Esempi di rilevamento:

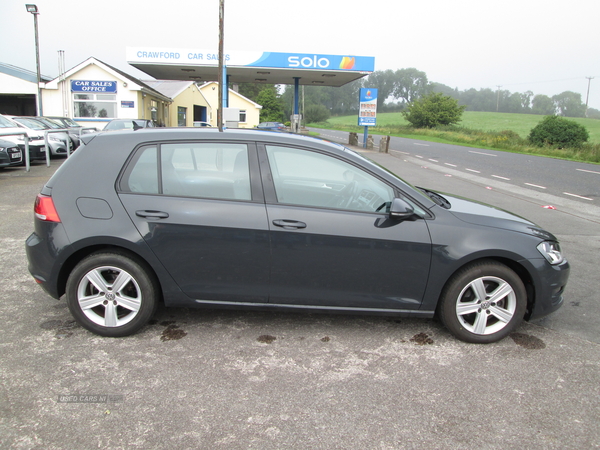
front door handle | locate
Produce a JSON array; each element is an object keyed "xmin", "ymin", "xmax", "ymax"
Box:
[
  {"xmin": 135, "ymin": 210, "xmax": 169, "ymax": 219},
  {"xmin": 273, "ymin": 219, "xmax": 306, "ymax": 230}
]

Compito: Riscrivi tutte le righe dell'elenco, richieste comprese, scalando di un fattore 1,8 le coordinate dei riquadri nelle risposte e arrotondandole all'intero più vicino, con le metà per eccesso. Escludi le immagini dalla risposta.

Risposta scritta:
front door handle | locate
Produce a JSON array; each element is an object keyed "xmin", "ymin", "xmax", "ymax"
Box:
[
  {"xmin": 243, "ymin": 378, "xmax": 304, "ymax": 394},
  {"xmin": 491, "ymin": 394, "xmax": 551, "ymax": 414}
]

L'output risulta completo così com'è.